Instruction
Please filter the entries below down to the lines that contain the word "black", and copy each of those lines. Matching is case-sensitive.

Records shown
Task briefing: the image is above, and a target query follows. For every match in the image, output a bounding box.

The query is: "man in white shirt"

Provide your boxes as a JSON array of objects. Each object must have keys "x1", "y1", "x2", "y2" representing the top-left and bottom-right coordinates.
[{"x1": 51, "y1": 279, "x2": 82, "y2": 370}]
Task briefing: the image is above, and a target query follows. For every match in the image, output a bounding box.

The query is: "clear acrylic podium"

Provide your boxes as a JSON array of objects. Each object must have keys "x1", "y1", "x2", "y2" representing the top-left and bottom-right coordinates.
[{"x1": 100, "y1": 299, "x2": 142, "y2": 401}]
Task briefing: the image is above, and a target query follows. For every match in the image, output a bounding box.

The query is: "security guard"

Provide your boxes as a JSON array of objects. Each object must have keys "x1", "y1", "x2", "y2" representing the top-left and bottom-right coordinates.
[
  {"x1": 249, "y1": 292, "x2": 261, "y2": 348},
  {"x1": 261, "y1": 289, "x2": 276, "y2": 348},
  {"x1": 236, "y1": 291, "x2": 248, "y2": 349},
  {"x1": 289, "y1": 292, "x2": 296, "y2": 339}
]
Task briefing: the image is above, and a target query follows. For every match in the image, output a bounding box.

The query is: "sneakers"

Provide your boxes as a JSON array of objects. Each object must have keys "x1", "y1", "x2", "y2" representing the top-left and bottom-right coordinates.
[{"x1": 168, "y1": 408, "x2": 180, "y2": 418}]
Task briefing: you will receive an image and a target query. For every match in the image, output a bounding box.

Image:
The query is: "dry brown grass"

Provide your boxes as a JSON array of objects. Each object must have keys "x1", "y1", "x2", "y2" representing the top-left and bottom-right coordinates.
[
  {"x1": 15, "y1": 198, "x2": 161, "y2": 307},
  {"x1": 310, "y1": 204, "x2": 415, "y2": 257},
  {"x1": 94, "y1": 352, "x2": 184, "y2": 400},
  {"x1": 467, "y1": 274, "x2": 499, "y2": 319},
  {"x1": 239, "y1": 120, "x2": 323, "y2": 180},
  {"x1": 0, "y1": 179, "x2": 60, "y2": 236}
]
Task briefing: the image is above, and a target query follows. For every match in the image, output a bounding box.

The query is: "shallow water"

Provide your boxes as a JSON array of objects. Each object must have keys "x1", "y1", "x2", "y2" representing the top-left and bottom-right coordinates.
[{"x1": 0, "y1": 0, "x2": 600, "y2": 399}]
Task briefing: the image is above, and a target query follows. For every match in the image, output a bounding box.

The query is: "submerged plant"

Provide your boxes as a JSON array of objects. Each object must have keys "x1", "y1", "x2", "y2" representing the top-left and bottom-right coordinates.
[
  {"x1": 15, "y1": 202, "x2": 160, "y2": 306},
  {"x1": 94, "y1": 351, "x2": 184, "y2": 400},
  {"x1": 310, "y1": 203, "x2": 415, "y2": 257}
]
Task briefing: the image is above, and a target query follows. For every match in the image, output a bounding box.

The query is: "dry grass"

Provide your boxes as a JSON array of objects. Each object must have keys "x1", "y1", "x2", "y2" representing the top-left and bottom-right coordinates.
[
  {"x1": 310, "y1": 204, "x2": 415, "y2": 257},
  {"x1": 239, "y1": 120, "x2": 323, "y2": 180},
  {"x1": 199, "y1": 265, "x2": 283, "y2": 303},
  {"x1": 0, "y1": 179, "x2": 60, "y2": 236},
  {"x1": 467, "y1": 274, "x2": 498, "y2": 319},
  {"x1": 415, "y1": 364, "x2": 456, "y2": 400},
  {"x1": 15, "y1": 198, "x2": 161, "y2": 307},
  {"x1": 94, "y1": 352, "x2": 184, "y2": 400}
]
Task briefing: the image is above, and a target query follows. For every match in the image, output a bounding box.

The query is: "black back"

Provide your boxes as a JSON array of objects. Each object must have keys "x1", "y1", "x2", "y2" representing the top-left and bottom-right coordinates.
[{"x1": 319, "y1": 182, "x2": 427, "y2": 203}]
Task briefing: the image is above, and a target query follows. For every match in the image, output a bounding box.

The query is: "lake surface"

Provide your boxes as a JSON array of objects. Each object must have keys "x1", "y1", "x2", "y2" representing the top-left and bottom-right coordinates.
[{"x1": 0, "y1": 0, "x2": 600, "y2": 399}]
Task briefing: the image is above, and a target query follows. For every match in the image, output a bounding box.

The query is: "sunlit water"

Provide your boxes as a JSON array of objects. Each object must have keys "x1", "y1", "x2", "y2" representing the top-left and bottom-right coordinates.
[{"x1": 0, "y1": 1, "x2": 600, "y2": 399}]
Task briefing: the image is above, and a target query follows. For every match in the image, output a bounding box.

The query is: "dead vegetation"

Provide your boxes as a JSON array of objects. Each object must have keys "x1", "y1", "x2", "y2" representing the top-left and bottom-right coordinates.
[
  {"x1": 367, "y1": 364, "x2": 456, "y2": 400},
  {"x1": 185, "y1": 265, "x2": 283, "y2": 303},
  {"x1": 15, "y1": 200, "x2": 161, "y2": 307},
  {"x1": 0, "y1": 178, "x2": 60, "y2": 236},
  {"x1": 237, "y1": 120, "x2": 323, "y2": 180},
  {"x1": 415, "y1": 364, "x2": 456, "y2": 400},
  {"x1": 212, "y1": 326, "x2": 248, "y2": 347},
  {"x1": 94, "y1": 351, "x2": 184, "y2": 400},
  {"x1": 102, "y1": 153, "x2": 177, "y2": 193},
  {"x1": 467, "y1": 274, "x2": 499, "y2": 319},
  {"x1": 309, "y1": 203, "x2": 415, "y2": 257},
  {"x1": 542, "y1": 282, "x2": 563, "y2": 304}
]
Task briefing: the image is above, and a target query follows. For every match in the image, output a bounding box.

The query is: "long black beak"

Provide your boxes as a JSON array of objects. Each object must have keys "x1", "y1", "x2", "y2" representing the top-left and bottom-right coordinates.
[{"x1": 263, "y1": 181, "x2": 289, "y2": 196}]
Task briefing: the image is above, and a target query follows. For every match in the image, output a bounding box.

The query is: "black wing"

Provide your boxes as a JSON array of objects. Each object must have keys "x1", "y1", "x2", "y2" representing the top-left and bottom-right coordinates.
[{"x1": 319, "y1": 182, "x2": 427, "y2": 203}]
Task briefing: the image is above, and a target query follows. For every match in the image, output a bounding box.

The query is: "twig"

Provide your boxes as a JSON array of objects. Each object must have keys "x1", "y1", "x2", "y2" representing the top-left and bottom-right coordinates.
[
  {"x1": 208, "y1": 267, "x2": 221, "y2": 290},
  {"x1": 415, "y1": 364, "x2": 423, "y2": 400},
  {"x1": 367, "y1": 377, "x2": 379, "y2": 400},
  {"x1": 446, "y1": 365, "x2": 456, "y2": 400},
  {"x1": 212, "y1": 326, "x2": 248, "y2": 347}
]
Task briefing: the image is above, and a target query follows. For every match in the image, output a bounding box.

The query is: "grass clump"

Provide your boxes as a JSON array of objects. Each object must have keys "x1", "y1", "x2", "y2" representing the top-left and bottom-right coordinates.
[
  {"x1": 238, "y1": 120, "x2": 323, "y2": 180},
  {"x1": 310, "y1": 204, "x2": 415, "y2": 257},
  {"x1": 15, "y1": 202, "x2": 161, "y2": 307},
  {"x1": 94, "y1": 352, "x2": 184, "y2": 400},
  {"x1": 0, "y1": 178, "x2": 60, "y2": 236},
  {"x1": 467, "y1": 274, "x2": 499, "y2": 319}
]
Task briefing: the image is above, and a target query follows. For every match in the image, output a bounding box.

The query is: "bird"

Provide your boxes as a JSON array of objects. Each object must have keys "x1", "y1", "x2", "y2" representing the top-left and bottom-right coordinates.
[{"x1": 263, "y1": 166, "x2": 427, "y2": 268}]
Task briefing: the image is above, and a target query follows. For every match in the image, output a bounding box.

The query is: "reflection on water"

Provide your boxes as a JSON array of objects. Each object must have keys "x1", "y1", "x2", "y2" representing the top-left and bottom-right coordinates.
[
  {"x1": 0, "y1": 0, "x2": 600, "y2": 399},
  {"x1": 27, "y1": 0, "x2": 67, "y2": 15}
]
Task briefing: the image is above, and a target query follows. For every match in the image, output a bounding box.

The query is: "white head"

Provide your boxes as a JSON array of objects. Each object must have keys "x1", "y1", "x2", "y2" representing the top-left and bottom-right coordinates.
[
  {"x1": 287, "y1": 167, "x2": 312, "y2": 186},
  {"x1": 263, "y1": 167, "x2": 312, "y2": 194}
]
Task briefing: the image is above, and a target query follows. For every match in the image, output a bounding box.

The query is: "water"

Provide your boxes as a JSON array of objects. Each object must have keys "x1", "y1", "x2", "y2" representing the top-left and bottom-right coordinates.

Exercise output
The query is: "black back"
The query is: "long black beak"
The query is: "black wing"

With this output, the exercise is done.